### TASK TO COMPLETE
In the data, find each line where the word "lanyard" appears and list that line.

● ● ● ●

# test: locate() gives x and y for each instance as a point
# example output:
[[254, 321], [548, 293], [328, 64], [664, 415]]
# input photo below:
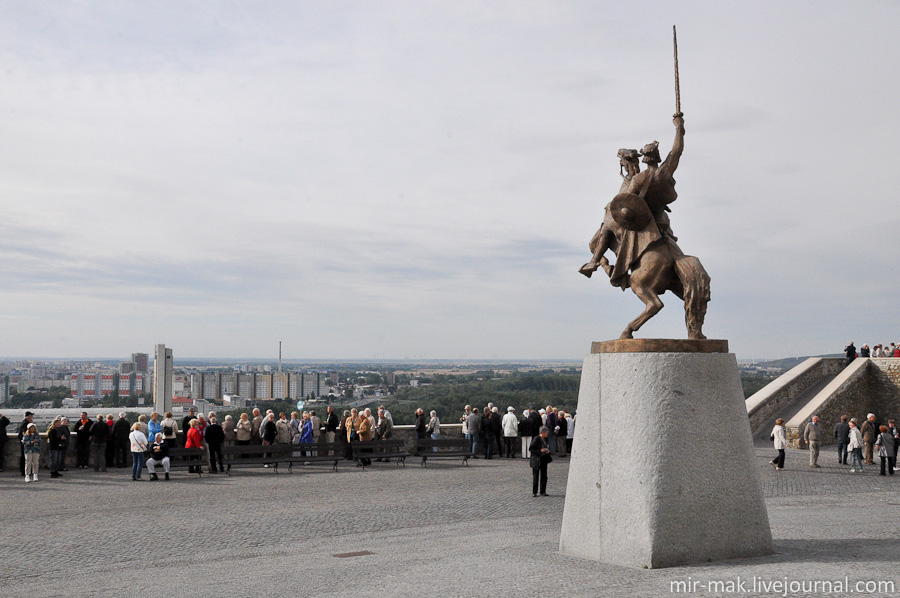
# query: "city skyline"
[[406, 182]]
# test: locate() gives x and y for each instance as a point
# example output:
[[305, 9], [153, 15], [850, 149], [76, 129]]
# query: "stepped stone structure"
[[824, 387]]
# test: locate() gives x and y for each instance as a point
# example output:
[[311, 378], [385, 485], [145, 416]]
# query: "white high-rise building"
[[162, 379]]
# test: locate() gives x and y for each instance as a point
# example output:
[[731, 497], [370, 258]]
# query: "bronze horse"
[[636, 229]]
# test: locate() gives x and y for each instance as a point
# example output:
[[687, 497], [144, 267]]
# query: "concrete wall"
[[12, 447], [770, 400]]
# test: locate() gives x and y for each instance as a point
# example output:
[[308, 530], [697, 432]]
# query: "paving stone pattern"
[[444, 530]]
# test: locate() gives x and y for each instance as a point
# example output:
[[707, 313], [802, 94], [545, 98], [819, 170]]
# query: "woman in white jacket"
[[780, 443], [855, 446]]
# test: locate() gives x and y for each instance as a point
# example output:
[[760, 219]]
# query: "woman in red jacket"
[[193, 440]]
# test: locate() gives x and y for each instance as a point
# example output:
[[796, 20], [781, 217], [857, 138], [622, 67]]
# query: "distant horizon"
[[362, 361], [419, 179]]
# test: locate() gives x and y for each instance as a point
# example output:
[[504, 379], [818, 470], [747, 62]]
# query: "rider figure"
[[656, 185]]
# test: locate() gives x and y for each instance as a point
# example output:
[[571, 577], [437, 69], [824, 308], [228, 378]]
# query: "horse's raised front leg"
[[653, 304]]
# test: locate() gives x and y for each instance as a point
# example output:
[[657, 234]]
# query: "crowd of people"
[[109, 441], [851, 352], [487, 430], [859, 442]]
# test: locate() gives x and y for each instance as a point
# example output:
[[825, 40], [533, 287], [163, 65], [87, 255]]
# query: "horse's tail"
[[695, 282]]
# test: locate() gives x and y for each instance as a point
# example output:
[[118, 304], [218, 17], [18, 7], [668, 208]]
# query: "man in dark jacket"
[[20, 431], [850, 352], [4, 421], [473, 421], [842, 435], [487, 433], [331, 424], [186, 423], [100, 433], [159, 454], [215, 437], [540, 457], [421, 425], [552, 422], [122, 446], [83, 440], [497, 428], [54, 439], [536, 421], [869, 430], [526, 432]]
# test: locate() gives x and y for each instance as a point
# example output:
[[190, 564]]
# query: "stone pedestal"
[[662, 471]]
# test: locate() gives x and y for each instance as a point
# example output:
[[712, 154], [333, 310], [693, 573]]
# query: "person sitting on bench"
[[159, 454]]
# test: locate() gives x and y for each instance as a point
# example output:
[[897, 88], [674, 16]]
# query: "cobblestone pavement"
[[443, 530]]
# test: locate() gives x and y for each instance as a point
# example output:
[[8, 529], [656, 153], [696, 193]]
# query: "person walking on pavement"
[[813, 437], [540, 457], [842, 436]]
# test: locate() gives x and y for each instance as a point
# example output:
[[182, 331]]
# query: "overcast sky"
[[421, 179]]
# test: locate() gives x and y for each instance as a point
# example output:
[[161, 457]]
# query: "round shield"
[[630, 211]]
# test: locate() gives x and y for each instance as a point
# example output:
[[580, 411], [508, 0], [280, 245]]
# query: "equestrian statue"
[[636, 229]]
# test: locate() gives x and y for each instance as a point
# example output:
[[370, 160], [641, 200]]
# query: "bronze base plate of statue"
[[660, 345]]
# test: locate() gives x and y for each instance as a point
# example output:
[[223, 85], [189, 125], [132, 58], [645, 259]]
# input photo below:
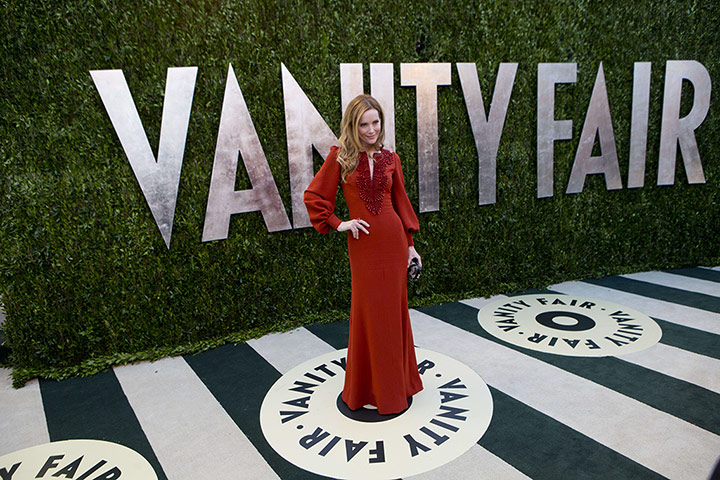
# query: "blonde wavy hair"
[[350, 145]]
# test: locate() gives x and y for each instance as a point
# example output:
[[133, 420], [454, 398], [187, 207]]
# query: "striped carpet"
[[651, 414]]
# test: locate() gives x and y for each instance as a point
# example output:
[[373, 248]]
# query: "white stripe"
[[681, 364], [675, 362], [671, 312], [475, 463], [22, 417], [189, 431], [681, 282], [285, 351], [661, 442]]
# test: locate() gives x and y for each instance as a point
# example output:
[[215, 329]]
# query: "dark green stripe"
[[530, 441], [681, 399], [336, 333], [239, 378], [690, 339], [699, 273], [543, 448], [94, 408], [660, 292], [686, 338]]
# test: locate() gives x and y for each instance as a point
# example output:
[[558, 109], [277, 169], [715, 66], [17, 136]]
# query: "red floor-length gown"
[[381, 364]]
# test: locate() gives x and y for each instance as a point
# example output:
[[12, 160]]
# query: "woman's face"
[[369, 128]]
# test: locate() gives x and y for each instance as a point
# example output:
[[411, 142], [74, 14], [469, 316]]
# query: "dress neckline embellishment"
[[372, 190]]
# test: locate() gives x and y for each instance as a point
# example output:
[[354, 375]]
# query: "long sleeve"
[[320, 195], [401, 202]]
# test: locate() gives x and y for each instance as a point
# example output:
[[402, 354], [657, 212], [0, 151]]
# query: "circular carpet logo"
[[307, 423], [79, 459], [569, 325]]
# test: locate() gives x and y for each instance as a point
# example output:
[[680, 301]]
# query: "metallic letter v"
[[159, 180]]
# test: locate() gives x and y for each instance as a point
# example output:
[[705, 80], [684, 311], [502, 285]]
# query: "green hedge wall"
[[85, 277]]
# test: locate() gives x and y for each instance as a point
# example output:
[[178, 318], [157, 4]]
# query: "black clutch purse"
[[414, 270]]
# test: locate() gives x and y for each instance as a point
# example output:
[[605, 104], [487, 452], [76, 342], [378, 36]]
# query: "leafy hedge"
[[85, 277]]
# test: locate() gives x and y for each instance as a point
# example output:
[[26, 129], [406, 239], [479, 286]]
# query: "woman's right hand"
[[355, 226]]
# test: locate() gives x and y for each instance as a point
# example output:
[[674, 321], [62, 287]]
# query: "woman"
[[381, 366]]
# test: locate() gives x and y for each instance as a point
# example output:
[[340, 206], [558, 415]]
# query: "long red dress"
[[381, 364]]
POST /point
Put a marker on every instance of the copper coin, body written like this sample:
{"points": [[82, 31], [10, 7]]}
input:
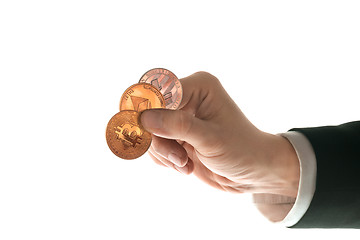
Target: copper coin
{"points": [[126, 137], [167, 83], [141, 96]]}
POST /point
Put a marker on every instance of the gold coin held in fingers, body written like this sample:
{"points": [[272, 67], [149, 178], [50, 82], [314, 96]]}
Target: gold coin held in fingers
{"points": [[125, 135], [141, 96], [167, 83]]}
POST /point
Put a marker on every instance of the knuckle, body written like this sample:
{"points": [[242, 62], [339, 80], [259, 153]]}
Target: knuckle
{"points": [[185, 123], [208, 78]]}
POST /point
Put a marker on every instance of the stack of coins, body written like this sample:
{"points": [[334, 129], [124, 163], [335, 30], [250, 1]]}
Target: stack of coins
{"points": [[157, 88]]}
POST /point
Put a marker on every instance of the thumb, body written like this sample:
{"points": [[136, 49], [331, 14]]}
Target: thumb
{"points": [[179, 125]]}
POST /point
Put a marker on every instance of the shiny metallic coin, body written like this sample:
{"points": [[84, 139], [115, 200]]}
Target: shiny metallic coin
{"points": [[167, 83], [125, 135], [141, 96]]}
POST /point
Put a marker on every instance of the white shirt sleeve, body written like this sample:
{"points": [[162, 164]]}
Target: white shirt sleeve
{"points": [[307, 183], [276, 206]]}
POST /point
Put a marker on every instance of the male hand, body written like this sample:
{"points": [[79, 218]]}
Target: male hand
{"points": [[210, 137]]}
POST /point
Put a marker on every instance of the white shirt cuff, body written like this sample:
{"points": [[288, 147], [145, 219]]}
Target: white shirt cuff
{"points": [[307, 183]]}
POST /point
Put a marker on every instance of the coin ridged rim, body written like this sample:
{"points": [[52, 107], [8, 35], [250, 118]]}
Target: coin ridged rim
{"points": [[177, 84], [113, 150], [142, 83]]}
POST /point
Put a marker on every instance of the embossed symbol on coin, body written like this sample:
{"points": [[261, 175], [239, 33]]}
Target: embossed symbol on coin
{"points": [[167, 83], [126, 137], [140, 97]]}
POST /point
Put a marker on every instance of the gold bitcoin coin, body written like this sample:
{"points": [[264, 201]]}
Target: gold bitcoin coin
{"points": [[141, 96], [125, 135], [167, 83]]}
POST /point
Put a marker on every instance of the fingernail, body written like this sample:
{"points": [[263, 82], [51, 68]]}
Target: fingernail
{"points": [[151, 119], [184, 170], [175, 159]]}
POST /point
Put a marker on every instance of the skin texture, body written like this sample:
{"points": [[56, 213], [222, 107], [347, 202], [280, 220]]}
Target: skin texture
{"points": [[210, 137]]}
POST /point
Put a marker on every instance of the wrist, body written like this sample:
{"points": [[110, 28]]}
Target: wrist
{"points": [[283, 166]]}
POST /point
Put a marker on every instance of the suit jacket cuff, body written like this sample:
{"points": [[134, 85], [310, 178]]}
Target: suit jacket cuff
{"points": [[307, 183]]}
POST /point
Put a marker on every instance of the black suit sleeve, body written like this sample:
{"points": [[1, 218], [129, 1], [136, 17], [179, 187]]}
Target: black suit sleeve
{"points": [[336, 202]]}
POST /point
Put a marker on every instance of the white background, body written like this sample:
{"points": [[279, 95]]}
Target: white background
{"points": [[65, 64]]}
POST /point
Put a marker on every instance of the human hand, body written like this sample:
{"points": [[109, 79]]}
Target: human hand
{"points": [[210, 137]]}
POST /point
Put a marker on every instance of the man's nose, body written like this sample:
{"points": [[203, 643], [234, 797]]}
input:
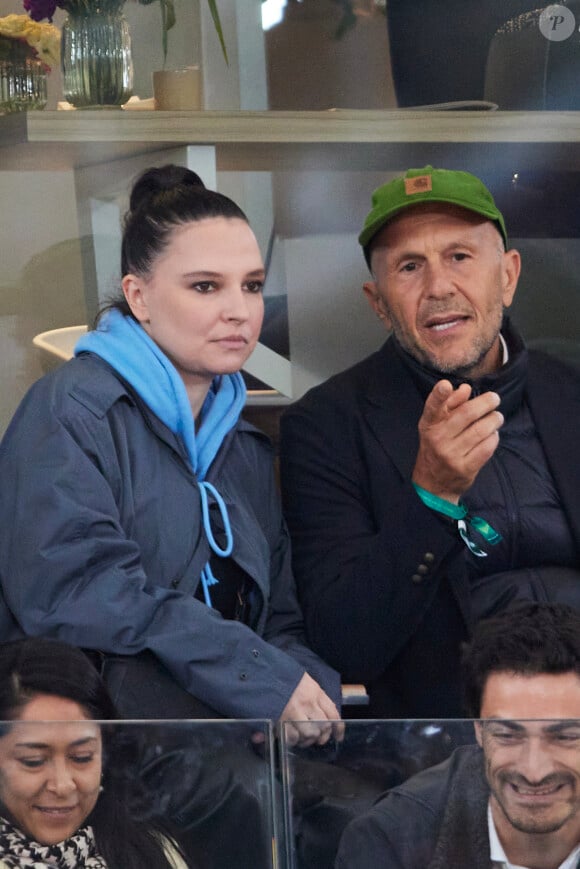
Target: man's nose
{"points": [[535, 761]]}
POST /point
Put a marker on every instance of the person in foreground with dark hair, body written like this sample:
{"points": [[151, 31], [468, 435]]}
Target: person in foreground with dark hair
{"points": [[514, 799], [64, 800], [140, 514], [436, 481]]}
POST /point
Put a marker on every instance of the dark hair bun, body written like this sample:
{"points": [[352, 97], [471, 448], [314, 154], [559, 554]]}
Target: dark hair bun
{"points": [[160, 179]]}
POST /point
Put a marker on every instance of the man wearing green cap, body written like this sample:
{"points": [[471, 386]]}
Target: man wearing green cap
{"points": [[435, 482]]}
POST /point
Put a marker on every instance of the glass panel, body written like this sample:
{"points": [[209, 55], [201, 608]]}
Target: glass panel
{"points": [[206, 784], [425, 793]]}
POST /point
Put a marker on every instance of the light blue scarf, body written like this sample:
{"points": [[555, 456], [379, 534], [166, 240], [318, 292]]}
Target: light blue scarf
{"points": [[127, 347]]}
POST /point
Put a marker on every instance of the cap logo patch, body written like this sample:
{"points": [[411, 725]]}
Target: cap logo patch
{"points": [[418, 184]]}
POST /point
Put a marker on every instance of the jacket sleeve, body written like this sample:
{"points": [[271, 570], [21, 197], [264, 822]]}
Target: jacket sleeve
{"points": [[367, 554], [397, 833], [69, 569]]}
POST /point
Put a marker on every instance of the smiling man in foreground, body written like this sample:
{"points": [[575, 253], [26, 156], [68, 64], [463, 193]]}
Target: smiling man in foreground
{"points": [[514, 801], [438, 480]]}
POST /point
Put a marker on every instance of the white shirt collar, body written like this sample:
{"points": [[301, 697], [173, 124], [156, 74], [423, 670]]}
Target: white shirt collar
{"points": [[498, 855]]}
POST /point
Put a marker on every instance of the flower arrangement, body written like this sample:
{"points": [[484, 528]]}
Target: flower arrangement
{"points": [[43, 39], [41, 9]]}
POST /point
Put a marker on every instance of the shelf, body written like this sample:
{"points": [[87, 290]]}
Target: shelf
{"points": [[341, 139]]}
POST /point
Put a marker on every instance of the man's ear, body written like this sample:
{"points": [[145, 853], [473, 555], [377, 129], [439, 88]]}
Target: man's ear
{"points": [[376, 302], [132, 287], [512, 265]]}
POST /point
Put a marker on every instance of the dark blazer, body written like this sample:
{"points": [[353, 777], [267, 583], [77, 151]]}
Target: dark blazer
{"points": [[382, 578]]}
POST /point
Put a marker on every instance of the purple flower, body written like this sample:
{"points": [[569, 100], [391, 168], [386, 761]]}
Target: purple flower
{"points": [[39, 9]]}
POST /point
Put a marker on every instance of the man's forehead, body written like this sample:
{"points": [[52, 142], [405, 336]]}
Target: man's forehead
{"points": [[518, 697]]}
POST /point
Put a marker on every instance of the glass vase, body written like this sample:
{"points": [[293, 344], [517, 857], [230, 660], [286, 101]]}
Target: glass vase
{"points": [[96, 60], [22, 77]]}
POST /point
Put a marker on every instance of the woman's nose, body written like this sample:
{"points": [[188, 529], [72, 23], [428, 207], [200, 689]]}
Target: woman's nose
{"points": [[438, 282], [236, 306], [535, 761]]}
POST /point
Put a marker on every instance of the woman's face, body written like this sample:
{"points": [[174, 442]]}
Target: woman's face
{"points": [[202, 301], [50, 774]]}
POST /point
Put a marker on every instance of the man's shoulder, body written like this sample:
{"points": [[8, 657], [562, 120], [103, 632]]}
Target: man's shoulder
{"points": [[409, 818]]}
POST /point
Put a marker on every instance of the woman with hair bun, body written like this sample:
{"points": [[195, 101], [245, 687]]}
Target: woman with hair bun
{"points": [[139, 513]]}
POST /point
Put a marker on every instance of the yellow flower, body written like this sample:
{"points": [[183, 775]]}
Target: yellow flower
{"points": [[43, 38]]}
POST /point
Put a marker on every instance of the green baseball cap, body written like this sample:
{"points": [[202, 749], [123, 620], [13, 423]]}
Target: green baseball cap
{"points": [[429, 185]]}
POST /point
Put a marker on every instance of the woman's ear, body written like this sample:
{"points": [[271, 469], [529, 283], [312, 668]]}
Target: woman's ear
{"points": [[132, 287]]}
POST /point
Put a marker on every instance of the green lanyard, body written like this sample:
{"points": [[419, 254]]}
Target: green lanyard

● ● ● ●

### RESULT
Put a marker on every instance of the green lanyard, body written like this sample:
Target: green lanyard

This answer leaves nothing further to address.